_Given exercise_
Please swap "shingle" for "slate" in the records starting at the line containing "Target: gray shingle roof" and ending at the line containing "[[[33,28],[33,23],[10,21],[16,40],[28,38],[25,32]]]", and give only those lines back with everything else left as is.

— Start of Record set —

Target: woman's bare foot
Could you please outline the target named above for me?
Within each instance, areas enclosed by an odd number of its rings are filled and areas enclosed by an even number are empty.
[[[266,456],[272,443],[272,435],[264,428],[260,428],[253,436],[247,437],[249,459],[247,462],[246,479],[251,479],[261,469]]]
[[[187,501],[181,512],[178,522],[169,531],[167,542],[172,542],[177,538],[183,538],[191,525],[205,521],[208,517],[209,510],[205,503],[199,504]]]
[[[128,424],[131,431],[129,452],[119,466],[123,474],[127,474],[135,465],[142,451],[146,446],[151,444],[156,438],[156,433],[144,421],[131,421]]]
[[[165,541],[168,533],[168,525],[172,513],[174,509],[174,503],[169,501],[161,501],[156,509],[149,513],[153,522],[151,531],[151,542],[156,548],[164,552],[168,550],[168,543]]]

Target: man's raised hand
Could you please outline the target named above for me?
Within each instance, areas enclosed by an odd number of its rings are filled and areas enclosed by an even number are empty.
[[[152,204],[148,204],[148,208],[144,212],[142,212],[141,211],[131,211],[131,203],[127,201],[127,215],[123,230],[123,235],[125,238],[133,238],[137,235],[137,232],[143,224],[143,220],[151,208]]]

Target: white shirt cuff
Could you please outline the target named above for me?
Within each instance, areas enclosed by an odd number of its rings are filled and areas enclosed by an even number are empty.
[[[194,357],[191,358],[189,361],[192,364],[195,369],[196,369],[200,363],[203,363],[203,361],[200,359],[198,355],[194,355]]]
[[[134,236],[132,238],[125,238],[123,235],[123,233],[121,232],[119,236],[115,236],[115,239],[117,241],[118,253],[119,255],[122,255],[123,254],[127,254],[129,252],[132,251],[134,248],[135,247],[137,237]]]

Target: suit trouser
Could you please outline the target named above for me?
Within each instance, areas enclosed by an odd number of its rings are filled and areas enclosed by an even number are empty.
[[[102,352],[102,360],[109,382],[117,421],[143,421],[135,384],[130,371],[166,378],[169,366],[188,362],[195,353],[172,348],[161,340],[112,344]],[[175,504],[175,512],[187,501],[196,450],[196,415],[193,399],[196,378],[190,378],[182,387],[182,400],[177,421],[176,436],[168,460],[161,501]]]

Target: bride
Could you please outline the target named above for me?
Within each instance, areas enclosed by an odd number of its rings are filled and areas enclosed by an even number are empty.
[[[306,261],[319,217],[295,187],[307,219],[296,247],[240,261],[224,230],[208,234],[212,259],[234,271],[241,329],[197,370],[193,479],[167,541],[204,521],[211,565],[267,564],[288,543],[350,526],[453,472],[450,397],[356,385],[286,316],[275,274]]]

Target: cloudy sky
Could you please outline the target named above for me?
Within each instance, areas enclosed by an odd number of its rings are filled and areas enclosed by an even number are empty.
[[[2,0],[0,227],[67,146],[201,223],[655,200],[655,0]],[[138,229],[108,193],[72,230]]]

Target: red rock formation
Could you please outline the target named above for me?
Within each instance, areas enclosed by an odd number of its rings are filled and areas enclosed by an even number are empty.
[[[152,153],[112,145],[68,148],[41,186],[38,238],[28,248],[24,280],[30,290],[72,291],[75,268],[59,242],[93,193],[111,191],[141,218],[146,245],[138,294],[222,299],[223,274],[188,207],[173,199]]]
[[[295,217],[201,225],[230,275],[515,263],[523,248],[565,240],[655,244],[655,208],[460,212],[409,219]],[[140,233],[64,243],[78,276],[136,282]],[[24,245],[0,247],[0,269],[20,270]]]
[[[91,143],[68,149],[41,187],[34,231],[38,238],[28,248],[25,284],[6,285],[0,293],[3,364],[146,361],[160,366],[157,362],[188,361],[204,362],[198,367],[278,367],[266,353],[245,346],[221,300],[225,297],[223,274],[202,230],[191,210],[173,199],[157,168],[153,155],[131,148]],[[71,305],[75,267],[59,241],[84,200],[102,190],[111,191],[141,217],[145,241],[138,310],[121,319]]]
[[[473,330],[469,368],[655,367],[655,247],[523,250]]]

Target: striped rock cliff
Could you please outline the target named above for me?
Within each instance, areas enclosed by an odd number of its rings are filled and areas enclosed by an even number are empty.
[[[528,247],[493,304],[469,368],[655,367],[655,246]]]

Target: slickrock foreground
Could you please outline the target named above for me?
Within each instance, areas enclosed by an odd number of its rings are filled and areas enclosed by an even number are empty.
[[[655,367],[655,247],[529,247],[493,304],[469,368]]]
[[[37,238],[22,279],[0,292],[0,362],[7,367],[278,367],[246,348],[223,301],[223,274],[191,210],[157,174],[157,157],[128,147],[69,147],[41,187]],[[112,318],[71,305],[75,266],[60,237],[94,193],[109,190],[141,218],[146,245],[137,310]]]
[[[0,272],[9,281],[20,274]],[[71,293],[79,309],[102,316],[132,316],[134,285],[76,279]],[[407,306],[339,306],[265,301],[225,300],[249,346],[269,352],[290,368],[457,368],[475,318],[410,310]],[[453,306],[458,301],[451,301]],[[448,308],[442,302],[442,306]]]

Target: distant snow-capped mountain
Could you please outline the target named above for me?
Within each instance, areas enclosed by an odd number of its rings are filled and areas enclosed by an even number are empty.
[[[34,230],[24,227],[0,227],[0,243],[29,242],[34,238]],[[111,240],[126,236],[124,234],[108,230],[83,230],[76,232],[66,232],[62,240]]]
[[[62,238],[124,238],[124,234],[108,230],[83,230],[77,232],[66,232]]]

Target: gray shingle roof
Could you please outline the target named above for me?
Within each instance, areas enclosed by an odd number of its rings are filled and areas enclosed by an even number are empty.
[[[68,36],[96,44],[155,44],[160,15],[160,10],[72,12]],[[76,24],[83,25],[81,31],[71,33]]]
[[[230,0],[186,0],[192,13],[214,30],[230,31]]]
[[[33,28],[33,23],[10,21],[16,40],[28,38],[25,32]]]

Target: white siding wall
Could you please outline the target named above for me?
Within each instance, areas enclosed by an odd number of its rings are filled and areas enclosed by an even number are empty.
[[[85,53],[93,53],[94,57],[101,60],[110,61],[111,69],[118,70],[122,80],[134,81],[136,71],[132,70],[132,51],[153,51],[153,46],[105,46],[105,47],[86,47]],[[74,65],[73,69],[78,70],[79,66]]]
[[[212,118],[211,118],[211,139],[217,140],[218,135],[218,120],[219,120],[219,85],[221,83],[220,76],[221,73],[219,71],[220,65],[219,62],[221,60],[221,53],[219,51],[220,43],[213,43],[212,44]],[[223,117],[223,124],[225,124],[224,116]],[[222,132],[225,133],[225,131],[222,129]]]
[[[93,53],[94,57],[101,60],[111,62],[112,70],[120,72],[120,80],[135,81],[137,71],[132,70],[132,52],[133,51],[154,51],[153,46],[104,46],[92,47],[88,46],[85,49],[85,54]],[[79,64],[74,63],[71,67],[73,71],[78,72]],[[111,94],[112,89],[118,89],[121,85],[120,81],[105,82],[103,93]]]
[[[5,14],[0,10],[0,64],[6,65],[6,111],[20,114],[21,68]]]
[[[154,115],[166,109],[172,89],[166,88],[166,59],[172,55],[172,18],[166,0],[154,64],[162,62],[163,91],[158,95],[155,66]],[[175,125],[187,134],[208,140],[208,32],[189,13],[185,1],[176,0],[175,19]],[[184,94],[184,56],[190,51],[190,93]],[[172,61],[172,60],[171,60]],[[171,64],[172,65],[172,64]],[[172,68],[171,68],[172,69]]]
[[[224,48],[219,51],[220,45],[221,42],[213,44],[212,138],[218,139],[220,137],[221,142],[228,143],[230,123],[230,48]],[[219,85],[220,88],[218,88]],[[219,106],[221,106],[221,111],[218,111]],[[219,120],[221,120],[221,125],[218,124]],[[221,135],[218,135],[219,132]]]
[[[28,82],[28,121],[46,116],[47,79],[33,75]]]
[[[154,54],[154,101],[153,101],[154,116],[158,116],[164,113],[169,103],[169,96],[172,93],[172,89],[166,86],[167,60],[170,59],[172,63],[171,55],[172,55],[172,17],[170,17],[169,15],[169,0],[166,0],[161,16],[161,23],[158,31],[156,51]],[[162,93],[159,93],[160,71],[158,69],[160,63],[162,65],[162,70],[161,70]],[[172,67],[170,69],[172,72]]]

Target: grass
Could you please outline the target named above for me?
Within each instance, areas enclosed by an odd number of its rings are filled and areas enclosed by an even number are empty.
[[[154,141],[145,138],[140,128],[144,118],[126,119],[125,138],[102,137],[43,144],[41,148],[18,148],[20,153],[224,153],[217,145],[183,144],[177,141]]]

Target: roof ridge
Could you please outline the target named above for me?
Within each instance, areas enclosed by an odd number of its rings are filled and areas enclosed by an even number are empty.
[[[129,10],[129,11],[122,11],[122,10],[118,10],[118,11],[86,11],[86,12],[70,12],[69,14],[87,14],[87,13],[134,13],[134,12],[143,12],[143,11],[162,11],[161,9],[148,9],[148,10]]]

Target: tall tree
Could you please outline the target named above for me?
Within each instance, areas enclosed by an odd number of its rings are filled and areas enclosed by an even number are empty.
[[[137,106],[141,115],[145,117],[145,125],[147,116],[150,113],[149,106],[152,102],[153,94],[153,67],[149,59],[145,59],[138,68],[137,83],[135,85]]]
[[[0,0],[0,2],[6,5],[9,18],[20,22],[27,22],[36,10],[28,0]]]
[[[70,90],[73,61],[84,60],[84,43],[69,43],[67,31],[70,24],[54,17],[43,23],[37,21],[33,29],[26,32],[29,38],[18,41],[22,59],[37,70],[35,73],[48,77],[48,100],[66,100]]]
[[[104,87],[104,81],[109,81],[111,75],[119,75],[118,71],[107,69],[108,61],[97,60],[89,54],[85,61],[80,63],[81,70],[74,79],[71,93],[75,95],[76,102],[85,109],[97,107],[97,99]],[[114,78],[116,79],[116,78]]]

— End of Record set —

_The solution_
Target: gray slate roof
Could you please outline the target named above for me?
Within each instance, areas enclosed by an odd number of its rings are filled and areas enclosed by an even number are empty.
[[[68,36],[96,44],[155,44],[160,15],[160,10],[72,12]],[[76,24],[83,25],[81,31],[71,33]]]
[[[230,0],[186,0],[192,13],[214,30],[230,31]]]
[[[33,28],[33,23],[10,21],[16,40],[28,38],[25,32]]]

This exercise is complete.